• **ASSIGNMENT**
Go through the listing below and reproduce it word for word.

• **GIVEN DATA**
————

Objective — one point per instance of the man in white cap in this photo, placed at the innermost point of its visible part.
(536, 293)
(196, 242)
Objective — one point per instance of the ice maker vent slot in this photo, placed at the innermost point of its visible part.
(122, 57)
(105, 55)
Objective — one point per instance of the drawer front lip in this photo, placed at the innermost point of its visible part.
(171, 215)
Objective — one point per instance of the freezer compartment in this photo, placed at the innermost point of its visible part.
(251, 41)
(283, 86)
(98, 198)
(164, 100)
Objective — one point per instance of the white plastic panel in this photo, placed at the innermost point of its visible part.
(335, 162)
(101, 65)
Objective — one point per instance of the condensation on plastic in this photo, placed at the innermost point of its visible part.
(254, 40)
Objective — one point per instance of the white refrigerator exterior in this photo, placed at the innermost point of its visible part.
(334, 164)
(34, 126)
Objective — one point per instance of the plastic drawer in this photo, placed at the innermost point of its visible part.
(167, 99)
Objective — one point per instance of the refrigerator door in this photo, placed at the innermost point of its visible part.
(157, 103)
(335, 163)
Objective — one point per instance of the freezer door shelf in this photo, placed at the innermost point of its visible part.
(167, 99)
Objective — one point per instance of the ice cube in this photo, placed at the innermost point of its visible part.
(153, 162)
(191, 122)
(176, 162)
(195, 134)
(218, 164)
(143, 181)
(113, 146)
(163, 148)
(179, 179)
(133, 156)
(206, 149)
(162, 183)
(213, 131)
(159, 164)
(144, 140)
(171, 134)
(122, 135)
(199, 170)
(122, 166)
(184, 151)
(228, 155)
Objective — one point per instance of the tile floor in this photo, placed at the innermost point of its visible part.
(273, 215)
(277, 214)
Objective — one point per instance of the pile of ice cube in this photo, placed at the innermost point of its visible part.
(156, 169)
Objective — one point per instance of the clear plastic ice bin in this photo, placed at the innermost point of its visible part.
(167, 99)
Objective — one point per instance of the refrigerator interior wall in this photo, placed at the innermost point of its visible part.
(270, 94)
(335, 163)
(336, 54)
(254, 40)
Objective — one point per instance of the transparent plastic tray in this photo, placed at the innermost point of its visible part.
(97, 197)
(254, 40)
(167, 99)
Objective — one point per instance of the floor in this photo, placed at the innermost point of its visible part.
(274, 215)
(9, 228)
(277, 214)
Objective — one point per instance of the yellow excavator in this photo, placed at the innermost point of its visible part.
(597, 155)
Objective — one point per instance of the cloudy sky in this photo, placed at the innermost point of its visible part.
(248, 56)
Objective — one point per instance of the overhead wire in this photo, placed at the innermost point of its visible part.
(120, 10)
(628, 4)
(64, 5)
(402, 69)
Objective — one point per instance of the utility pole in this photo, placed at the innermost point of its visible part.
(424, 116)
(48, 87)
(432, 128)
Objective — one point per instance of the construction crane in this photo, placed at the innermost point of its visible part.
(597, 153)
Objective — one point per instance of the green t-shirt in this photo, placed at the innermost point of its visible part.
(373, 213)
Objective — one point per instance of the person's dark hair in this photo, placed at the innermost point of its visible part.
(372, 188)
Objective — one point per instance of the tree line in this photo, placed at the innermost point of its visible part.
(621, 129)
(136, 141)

————

• **ANSWER BOX**
Objective — one point per instance of the man in white cap in this photo, placed at the innermost point of its visible part.
(536, 293)
(196, 242)
Objective — one point per instance of the ice maker vent slot in this photo, placed at the innermost point of its visible part.
(122, 57)
(105, 55)
Objective — one point per instance of the drawer front lip in this photo, placed at the innermost point of its visible part.
(171, 215)
Objective — one point per instance of the freezer compartment in this photo, placed at the innermost point of its visible part.
(251, 41)
(283, 86)
(98, 198)
(164, 100)
Objective — one point per instance of the white plastic panel in this photo, placed at the innermost point of its visible part.
(335, 162)
(101, 65)
Objective — one point per instance of the condensation on plastic in this photo, placed at the innermost point of its visible part.
(254, 40)
Objective — one point per instance of the white refrigerator exterior in this photo, placed at the innermost point of its visible part.
(334, 164)
(34, 126)
Objective — one point per instance of the plastic drawer in this photo, placed at the innermost point of its visible part.
(167, 99)
Objective — one point per instance of the refrigerator door in this photo, placed at the innermost point of its visible part.
(157, 103)
(335, 163)
Objective — one point per instance of the freezer door shelf in this photo, placed at the innermost point of its visible part.
(167, 99)
Objective — one point per instance of the ice cube in this photo, placed at the innermost point of its visible part.
(153, 162)
(191, 122)
(176, 162)
(195, 134)
(218, 164)
(143, 181)
(113, 146)
(163, 148)
(179, 179)
(133, 156)
(206, 149)
(162, 183)
(213, 131)
(159, 164)
(144, 140)
(171, 134)
(122, 135)
(199, 170)
(122, 166)
(184, 151)
(228, 155)
Objective — one point per instance of the tile floor in this photo, placed at the innermost point of its visible part.
(273, 215)
(277, 214)
Objective — one point per instance of the pile of ice cube in this photo, placed at the innermost point of its visible part.
(156, 169)
Objective — one point per instance of the clear plastic ice bin in this photo, placed at the innermost point of its visible part.
(167, 99)
Objective — one point per instance of the refrigerator interior wall in this photo, placed at the innermost point of its visible part.
(270, 94)
(335, 163)
(336, 54)
(254, 40)
Objective — one point per instance of the transparent plastic tray in this photo, placed at the innermost point of its visible part.
(97, 197)
(254, 40)
(167, 99)
Objective — one point per instance of the floor in this photo, placed at the innermost point of its visible part.
(274, 215)
(9, 228)
(277, 214)
Objective — one point per instance of the yellow excavator in this photo, placed at the innermost point of its visible part.
(597, 155)
Objective — one point per instance of the cloudy sky in this photo, placed at the innermost point of its visible part.
(248, 56)
Objective — one point per instance of the overhead wire in this photo, placed at the innermost point of its visible part.
(120, 10)
(628, 4)
(64, 5)
(402, 69)
Objective — one point per instance of the utility pole in this photo, placed at the innermost point of its visible part.
(424, 116)
(48, 87)
(432, 128)
Objective — one point per instance of the construction crane in this photo, placed at the innermost point of its visible part.
(597, 153)
Objective — one point per instance of the green t-shirt in this photo, placed at the innermost point of its visible part.
(373, 213)
Objective — one point per instance of the person's dark hair in this photo, placed at the innermost point of its visible part.
(372, 188)
Objective — one point per instance of the tree line in this photo, placed at the innermost point of its visible part.
(621, 129)
(136, 141)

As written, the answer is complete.